:: Page text ::
════════════════

See, there are a couple of major plot threads. The first is the Beast one, but there’s also a bit with Domino and Wolverine dealing with an attempted party-crashing by Deadpool. Side-note: This is a good use of him as a character; he is obnoxious but not allowed to generally disrupt an already chaotic event, and simultaneously he occupies Logan and his magic “I can identify everything wrong” nose, thus allowing the A-plot to proceed.

The trouble here is the way the comic frames these. Emma first learns of Beast’s shenanigans on page 12. With a couple of pages of story, she heads off to deal with it on page 14. Page 15 is a data page, and then there are three pages of Wolverine and Deadpool, leaving Emma’s appearance at Sage’s workstation an end-of-page stinger on page 19. From there it’s another two pages of action with Deadpool, meaning that the bulk of Emma and Sage’s conversation doesn’t take place until pages 22 and 23.

Now, the technique of breaking up scenes to interrupt one another is an old one, and proven effective; especially when detailing chaotic events happening near-simultaneously. However, the effect here is that Emma’s incredibly threatening aura on page 19 is lost by the time she’s actually Girlbossing Sage on page 22. Thus, the effect of her leaning in on page 23 has lost a lot of its intended impact, leaving room for the more sapphic interpretation.

Apropos of nothing, Emma is Girlboss, Beast is Gaslight, Wolverine is Gatekeep in this issue.

════════════════

:: Excerpted records ::
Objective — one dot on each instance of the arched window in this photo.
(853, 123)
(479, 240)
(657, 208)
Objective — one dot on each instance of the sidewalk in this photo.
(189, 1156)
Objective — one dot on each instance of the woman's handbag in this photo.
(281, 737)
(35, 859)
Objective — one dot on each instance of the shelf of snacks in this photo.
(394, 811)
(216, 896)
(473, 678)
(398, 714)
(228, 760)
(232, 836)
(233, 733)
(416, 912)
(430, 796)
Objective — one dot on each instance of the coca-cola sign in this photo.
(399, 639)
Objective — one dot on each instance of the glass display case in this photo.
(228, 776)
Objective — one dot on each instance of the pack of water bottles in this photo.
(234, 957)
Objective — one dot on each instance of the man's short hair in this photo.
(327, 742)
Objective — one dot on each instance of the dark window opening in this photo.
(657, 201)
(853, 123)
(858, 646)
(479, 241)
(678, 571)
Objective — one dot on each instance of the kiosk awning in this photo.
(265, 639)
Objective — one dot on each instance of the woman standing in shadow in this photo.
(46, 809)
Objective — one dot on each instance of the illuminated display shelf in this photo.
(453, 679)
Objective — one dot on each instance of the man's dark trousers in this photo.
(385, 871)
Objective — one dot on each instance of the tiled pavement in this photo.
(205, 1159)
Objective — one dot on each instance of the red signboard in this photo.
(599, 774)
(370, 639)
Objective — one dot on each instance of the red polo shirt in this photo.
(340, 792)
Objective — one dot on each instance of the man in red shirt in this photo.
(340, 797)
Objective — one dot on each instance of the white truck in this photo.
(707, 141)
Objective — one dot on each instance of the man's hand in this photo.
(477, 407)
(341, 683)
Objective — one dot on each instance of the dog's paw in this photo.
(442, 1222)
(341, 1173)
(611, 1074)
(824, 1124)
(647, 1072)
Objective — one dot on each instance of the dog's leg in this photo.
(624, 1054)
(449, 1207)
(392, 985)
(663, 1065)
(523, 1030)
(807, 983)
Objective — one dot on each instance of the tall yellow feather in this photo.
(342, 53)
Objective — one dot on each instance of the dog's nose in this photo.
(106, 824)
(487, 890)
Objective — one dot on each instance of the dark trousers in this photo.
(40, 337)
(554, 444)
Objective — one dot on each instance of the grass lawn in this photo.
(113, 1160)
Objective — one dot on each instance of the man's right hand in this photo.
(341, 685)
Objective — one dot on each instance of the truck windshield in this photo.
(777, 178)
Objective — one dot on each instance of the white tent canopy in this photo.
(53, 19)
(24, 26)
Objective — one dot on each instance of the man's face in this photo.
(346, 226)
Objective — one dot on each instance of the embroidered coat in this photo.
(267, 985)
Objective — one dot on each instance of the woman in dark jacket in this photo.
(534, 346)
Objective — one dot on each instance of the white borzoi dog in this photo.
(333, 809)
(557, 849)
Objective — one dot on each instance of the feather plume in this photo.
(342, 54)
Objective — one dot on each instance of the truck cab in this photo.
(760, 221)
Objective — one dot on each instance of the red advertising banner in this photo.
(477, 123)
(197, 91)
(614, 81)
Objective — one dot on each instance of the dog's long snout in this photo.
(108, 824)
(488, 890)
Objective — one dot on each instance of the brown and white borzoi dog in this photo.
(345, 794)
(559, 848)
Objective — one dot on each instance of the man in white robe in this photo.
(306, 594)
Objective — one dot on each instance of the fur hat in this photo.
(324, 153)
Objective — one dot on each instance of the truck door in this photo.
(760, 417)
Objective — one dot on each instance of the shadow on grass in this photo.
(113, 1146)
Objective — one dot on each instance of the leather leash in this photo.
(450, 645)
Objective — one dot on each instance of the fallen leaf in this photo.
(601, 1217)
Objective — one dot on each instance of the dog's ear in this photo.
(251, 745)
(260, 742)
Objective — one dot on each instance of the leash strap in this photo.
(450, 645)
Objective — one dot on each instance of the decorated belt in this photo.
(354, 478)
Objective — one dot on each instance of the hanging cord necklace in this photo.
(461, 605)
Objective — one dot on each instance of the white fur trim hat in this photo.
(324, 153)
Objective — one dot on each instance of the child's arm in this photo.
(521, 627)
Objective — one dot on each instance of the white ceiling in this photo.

════════════════

:: Explore the material ::
1/ According to the review, why does Emma leaning in on page 23 lose much of its intended impact?
2/ Reproduce the review's text between "Now, the technique" and "in this issue.", inclusive.

:: Task-by-task solutions ::
1/ The scenes are broken up so that Emma appears as an end-of-page stinger on page 19 and two pages of Deadpool action follow. By the time she confronts Sage on page 22, her threatening aura from page 19 has faded. That leaves room for a more sapphic reading of the moment.

2/
Now, the technique of breaking up scenes to interrupt one another is an old one, and proven effective; especially when detailing chaotic events happening near-simultaneously. However, the effect here is that Emma’s incredibly threatening aura on page 19 is lost by the time she’s actually Girlbossing Sage on page 22. Thus, the effect of her leaning in on page 23 has lost a lot of its intended impact, leaving room for the more sapphic interpretation.

Apropos of nothing, Emma is Girlboss, Beast is Gaslight, Wolverine is Gatekeep in this issue.